--- Start ---

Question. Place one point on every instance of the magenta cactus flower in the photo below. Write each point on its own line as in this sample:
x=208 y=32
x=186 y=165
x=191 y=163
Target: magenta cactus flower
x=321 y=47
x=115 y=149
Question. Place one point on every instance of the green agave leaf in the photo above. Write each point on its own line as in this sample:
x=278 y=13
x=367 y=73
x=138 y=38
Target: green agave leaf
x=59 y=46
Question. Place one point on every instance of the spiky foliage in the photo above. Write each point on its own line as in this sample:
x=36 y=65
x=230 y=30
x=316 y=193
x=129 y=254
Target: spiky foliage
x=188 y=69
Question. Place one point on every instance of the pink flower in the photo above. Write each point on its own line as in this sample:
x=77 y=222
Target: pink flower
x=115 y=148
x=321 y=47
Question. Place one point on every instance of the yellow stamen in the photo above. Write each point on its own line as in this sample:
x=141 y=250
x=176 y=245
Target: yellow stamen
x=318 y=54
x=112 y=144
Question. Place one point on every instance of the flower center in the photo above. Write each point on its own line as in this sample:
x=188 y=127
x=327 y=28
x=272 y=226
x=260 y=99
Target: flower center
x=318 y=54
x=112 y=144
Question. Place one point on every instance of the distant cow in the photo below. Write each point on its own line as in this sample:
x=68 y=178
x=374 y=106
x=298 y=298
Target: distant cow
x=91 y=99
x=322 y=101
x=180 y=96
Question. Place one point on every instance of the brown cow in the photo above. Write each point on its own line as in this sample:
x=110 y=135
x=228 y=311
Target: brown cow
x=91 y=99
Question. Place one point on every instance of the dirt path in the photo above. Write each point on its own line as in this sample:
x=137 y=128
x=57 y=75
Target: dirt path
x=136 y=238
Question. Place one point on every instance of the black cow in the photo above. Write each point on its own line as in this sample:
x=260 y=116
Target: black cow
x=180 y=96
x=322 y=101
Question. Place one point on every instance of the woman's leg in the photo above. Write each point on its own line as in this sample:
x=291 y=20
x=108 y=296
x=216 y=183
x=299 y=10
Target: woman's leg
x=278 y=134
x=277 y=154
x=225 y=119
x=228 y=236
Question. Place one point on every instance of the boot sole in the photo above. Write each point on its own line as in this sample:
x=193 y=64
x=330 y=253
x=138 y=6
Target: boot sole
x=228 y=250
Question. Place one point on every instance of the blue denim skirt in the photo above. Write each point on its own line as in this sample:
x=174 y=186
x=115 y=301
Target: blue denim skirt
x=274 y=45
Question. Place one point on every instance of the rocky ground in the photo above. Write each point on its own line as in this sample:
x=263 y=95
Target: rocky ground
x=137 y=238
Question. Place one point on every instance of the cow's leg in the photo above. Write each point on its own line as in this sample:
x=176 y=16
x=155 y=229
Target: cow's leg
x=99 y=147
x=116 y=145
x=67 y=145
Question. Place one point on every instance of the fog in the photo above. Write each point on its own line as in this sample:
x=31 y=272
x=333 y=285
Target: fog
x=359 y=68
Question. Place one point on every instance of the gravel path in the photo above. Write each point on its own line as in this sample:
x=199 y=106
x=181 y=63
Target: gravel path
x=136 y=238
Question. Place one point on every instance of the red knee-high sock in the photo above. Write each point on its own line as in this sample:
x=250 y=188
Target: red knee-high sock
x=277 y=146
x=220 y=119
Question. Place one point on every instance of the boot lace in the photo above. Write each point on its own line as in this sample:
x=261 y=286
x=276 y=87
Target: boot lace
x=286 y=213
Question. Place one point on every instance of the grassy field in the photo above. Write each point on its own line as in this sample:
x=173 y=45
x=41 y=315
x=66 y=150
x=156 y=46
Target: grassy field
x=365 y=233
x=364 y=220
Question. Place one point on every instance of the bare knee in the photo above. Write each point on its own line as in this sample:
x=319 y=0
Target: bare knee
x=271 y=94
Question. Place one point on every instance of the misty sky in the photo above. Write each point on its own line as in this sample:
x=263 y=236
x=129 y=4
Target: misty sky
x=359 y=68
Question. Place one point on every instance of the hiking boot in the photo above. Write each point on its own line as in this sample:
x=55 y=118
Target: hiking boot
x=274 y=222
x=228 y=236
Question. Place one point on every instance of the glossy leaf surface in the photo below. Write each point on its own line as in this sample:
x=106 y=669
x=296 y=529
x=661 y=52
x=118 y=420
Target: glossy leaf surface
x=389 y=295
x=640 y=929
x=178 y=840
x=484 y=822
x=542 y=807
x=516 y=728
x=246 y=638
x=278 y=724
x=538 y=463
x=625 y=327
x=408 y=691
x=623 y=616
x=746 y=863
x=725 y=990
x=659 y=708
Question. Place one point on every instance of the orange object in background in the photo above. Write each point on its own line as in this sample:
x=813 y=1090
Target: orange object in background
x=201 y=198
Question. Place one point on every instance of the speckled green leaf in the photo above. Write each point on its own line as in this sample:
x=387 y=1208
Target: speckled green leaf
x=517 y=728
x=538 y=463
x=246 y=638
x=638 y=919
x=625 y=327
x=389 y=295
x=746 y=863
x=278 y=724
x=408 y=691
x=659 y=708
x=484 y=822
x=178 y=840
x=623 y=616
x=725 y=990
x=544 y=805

--- End ---

# [Task prompt]
Your task is to return the full listing exactly as it was given.

# [Written solution]
Question. Place one point on every instance of the magenta cactus flower in the photo below. Write each point on its own line as in this sample:
x=208 y=32
x=186 y=165
x=191 y=163
Target: magenta cactus flower
x=321 y=47
x=115 y=149
Question. Place one point on every instance of the green agave leaf in the photo above. Write each point on its own line as in this sample:
x=278 y=13
x=367 y=73
x=138 y=38
Target: green agave leaf
x=59 y=46
Question. Place one point on every instance of the spiky foliage in the photo above. Write each point on its own line as in this sample:
x=36 y=65
x=230 y=30
x=316 y=193
x=129 y=254
Target: spiky foliage
x=188 y=69
Question. Place one point on every instance of the pink flower in the photo above. Write each point on its own line as in this sample:
x=77 y=222
Target: pink flower
x=115 y=148
x=321 y=47
Question. Place one point on every instance of the yellow stamen in the photo above. Write each point on its own line as in this sample:
x=141 y=250
x=176 y=245
Target: yellow stamen
x=318 y=54
x=112 y=144
Question. Place one point on every instance of the flower center in the photo above. Write each point on its own line as in this sample:
x=188 y=127
x=327 y=28
x=272 y=226
x=260 y=99
Target: flower center
x=318 y=54
x=112 y=144
Question. Place one point on every instance of the distant cow in the photo below. Write each point on its own line as in this sample:
x=68 y=178
x=374 y=106
x=298 y=298
Target: distant cow
x=91 y=99
x=322 y=101
x=180 y=96
Question. Place one point on every instance of the brown cow in the photo above. Write each point on its own line as in this sample:
x=110 y=135
x=228 y=311
Target: brown cow
x=91 y=99
Question. Place one point on every instance of the dirt path in the photo above. Write each point on its own line as in this sample:
x=137 y=128
x=57 y=75
Target: dirt path
x=136 y=238
Question. Place one point on every instance of the black cow in the photo above. Write each point on its own line as in this sample:
x=260 y=116
Target: black cow
x=180 y=96
x=322 y=101
Question. Place one point on every instance of the woman's leg in the photo above. Write each point on its own line as in this sample:
x=291 y=20
x=108 y=296
x=216 y=183
x=299 y=10
Target: woman's leg
x=278 y=134
x=277 y=154
x=225 y=119
x=228 y=236
Question. Place one point on every instance of the boot sole in the photo above. Write each point on its own line as in this sample:
x=193 y=64
x=330 y=253
x=138 y=6
Target: boot sole
x=228 y=250
Question. Place one point on every instance of the blue denim skirt in the photo above. Write each point on its own line as in this sample:
x=174 y=186
x=115 y=301
Target: blue denim skirt
x=274 y=45
Question. Place one point on every instance of the rocky ground in the photo above. Write each point on its own line as in this sample:
x=263 y=95
Target: rocky ground
x=137 y=238
Question. Place one point on every instance of the cow's leg in the photo above. Write each point on its own line as in this sample:
x=176 y=16
x=155 y=229
Target: cow's leg
x=99 y=147
x=116 y=145
x=67 y=145
Question. Place one point on every instance of the fog in the photo above. Write each point on its own line as in this sample:
x=31 y=272
x=333 y=285
Target: fog
x=359 y=68
Question. Place one point on every instance of the gravel path in the photo above. Write each point on its own line as in this sample:
x=199 y=106
x=181 y=63
Target: gravel path
x=136 y=238
Question. Place one point on every instance of the red knee-high sock in the photo above. Write each point on its own line as in this sample:
x=250 y=188
Target: red knee-high sock
x=277 y=146
x=220 y=119
Question. Place one point on every instance of the boot lace in the photo above. Write each point on its own line as in this sample:
x=261 y=286
x=276 y=87
Target: boot lace
x=286 y=213
Question. Place one point on every instance of the grassy field in the photo above. Write each point on its own line as in this sample:
x=173 y=45
x=41 y=315
x=66 y=150
x=156 y=46
Target: grassy field
x=365 y=233
x=364 y=220
Question. Place one point on every instance of the bare knee in the photo above. Write each point on its own line as in this sample:
x=319 y=0
Target: bare knee
x=271 y=94
Question. Place one point on every instance of the misty sky in the photo above. Write each point on its own line as in this sample:
x=263 y=236
x=129 y=4
Target: misty sky
x=359 y=68
Question. Place one point on every instance of the hiking boot in the photo above. Write each point on its own line as in this sample:
x=55 y=118
Target: hiking boot
x=274 y=222
x=228 y=236
Question. Place one point on every instance of the glossy leaf surface in the photo below. Write each point on its own line as in this sample:
x=106 y=669
x=296 y=529
x=661 y=52
x=118 y=420
Target: glossy leaf surface
x=389 y=295
x=640 y=929
x=178 y=840
x=484 y=822
x=542 y=807
x=516 y=728
x=246 y=638
x=278 y=724
x=538 y=463
x=625 y=327
x=408 y=691
x=623 y=616
x=746 y=863
x=725 y=990
x=659 y=708
Question. Place one point on every instance of the orange object in background in the photo above. Write each point on its own line as in this sample:
x=813 y=1090
Target: orange object in background
x=201 y=198
Question. Place one point on every instance of the speckled green leaf in the photo above. Write each point on its own line as in this sample:
x=387 y=1208
Target: speckled green leaf
x=517 y=728
x=538 y=463
x=246 y=638
x=638 y=919
x=625 y=327
x=389 y=295
x=746 y=863
x=278 y=724
x=408 y=691
x=659 y=708
x=484 y=822
x=178 y=840
x=623 y=616
x=725 y=990
x=544 y=805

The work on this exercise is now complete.